> **Directions for this task**: Nothing but a verbatim copy of the data, minus the images, should be returned.

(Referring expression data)
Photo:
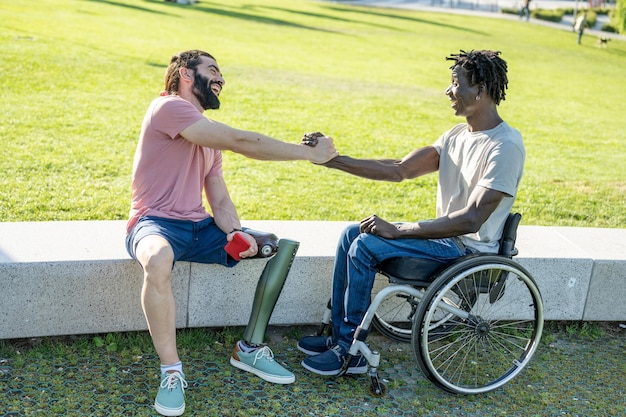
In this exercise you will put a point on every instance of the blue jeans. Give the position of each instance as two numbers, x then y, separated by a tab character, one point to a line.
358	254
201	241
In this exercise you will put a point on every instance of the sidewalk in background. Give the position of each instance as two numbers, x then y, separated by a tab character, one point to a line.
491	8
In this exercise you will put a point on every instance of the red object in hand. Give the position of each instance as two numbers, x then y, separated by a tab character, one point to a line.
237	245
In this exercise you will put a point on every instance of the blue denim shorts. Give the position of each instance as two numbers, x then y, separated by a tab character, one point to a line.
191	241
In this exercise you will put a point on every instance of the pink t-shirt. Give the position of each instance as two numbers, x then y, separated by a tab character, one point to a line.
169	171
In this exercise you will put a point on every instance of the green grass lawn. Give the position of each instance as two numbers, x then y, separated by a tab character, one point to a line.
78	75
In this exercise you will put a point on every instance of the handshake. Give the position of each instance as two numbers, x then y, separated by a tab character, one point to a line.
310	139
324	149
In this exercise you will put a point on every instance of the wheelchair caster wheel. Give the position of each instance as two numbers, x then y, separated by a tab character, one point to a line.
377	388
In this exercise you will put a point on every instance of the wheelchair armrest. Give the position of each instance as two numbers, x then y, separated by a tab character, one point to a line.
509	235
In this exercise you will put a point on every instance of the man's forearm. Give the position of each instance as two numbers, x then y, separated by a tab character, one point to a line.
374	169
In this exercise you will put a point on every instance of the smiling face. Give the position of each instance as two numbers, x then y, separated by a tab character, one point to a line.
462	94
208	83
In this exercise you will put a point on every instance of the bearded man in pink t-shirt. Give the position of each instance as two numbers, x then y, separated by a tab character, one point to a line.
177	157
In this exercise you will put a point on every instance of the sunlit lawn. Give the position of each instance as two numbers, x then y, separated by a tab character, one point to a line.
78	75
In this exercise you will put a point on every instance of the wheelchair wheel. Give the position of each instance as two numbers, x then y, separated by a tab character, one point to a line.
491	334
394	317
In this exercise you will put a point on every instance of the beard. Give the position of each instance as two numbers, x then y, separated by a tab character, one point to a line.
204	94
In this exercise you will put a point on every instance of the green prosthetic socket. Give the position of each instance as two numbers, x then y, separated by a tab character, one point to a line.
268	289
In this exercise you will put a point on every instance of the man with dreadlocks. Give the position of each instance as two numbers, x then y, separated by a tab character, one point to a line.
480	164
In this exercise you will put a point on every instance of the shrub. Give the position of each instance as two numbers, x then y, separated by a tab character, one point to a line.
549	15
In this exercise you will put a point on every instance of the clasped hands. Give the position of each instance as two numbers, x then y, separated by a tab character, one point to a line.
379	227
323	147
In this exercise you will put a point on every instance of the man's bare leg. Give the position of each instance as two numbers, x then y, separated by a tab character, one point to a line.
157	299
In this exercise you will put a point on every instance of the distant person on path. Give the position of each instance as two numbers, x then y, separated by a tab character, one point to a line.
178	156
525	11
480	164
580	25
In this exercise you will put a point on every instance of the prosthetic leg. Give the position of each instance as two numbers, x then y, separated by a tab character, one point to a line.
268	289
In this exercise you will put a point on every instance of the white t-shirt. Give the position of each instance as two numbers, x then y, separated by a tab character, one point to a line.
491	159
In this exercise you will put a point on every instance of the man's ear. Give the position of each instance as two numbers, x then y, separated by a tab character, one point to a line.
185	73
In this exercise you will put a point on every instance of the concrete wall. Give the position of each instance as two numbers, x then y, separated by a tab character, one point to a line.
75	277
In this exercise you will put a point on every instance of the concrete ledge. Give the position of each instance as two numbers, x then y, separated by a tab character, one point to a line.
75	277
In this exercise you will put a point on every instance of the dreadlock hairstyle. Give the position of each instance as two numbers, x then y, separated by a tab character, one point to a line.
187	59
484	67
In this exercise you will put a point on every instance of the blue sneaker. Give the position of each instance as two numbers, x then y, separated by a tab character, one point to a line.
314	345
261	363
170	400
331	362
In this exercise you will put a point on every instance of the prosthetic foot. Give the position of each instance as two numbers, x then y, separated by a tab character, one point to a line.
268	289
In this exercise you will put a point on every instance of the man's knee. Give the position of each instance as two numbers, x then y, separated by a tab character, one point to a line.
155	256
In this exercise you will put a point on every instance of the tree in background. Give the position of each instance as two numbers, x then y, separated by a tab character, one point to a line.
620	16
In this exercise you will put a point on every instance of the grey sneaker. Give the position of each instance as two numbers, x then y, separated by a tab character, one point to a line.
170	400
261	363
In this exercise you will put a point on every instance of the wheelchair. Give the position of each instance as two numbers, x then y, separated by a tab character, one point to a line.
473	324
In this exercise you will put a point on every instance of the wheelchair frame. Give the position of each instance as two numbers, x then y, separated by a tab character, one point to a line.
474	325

> **Solution for this problem**:
Photo:
In this exercise you will put a point on every instance of the blue jeans. Give the position of each instance as two numbers, x then y, separated by a tab character, one point to a line.
358	254
201	241
In this exercise you will put a point on every instance of the sidewalk in background. Give the position of each instance as two numbers, x then y, separated by a tab character, one point to a line.
491	8
In this exercise you will put a point on every instance of the red object in hand. Give the position of each instance as two numbers, x then y, separated by a tab character, one point to a line.
237	245
In this exercise you will put a point on every instance of the blue denim shorts. Give the position of each instance as two numbers, x then y, separated by a tab character, one point to a line.
191	241
In this exercise you will put a point on every instance of the pink t-shirt. Give the position of each instance as two numbers, x then y, separated by a tab character, one point to a line.
169	171
In this exercise you will put a point on every instance of the green grass lawn. Give the position of each instance as two numbers, x then y, separated by a tab character, one point to a line.
78	75
In this exercise you will put a point on every instance of the handshake. Give the position of each instance as two numbers, x then y, separated by a tab character, one point to a line.
310	139
324	149
In this exercise you will put a point on every instance of the wheelchair caster wheel. Give the position of each instance as two numbers, x then y, separated by a tab character, one point to a line.
377	388
In this exercise you will put a point on every instance of the wheelchair armrest. Give the position of each instance as two numbers, x then y, separated by a tab character, one point to a line.
509	235
In this exercise you will put a point on every instance of the man's forearm. Give the position of each instance as two numbers, x then y, separated by a tab character, one point to a line.
374	169
In this exercise you will put a point on every instance of the smiling face. Give the position of each instance as two numbers, x then y, separated by a tab character, one point to a line.
462	94
208	83
In this exercise you will put a point on every instance of the bearded man in pink t-shirt. Give the position of each instance as two numbers, x then y, separated by a tab character, one point to a line.
177	157
In this exercise you will put a point on every instance of the sunlit lawn. Give the position of each instance as two numbers, x then y, separated by a tab character, one point to a line.
78	75
In this exercise you will put a point on every instance of the wheelchair wheel. Give the position of each instance as two numbers, x then y, separated by a tab character, one point to a line.
491	334
394	317
In this exercise you will put a point on every instance of the beard. Give the position of each instance as two numbers, x then y, separated by a tab character, one point to a line.
204	94
In this exercise you will put a point on every instance of the green prosthetic socket. Give the position of each instance as two numbers, x then y, separated by a tab character, one point to a line.
268	289
In this exercise you will put a point on every instance of the man with dreadlocks. Give the position of each instance as two numbers, x then y, separated by a tab character, one point to a line.
480	164
In this exercise you will put a point on every instance of the shrub. Give the position of each instance as two numbers, x then y, separated by a tab character, one point to a line.
549	15
In this exercise you will put a point on every instance of the clasped hands. Give the position of each instance as two numbers, x then y, separated by a tab character, one point to a line.
379	227
323	147
In this exercise you will put a point on every instance of the man's bare leg. Give the position of each instance as two numbers, x then y, separated by a tab character, one point to a line.
157	299
In this exercise you will put a point on every instance of the distant person on path. Give the position of each instance as two numbers, x then y, separated by a tab character, one point to a line.
178	156
525	11
480	164
580	25
In this exercise you will put a point on every instance of the prosthetic leg. Give the position of each instance as two numbers, x then y, separated by a tab character, one point to a line.
268	289
In this exercise you will put a point on every instance of the white t-shirt. Give the position of each instance as two numbers, x then y, separated by a tab character, one point to a line.
491	159
In this exercise you will put a point on every instance of the man's ear. Give the position of each instance as two numbers, x then y, separated by a tab character, one point to a line.
185	73
In this exercise you will put a point on every instance of the concrete wall. Give the position of each instance as two numbers, x then y, separated by a tab character, one point to a line.
75	277
In this exercise you will put a point on every instance of the concrete ledge. Give the position of each instance as two numbers, x then y, separated by a tab character, one point to a line.
75	277
In this exercise you will put a point on every instance of the dreadlock hairstyle. Give the position of each instance as two numbers, x then y, separated by a tab character, one point to a line.
187	59
484	67
In this exercise you will put a point on every instance of the blue sneaker. Give the position of each instance as two numbers, x then y, separated by a tab character, one point to a line.
314	345
261	363
170	400
331	362
In this exercise you will put a point on every instance of the prosthetic foot. Give the position of each instance as two numbers, x then y, separated by a tab character, one point to a line.
268	289
In this exercise you will put a point on every instance of the man's knee. Give the position of each instance as two numbers, x then y, separated by a tab character, one point to a line.
155	256
In this exercise you will put a point on every instance of the tree in background. Give the position of each instance as two numbers, x then y, separated by a tab character, one point to a line.
620	16
In this exercise you will put a point on every instance of the grey sneaker. Give the position of each instance as two numbers, x then y, separated by a tab character, one point to a line.
170	400
261	363
In this exercise you will put a point on every instance of the wheelchair. Give the position of each instance as two numbers, x then y, separated by a tab character, one point to a line.
473	324
In this exercise you will put a point on every instance of the wheelchair frame. Give the position of each instance as two numbers, x then y, separated by a tab character, one point to a line.
474	325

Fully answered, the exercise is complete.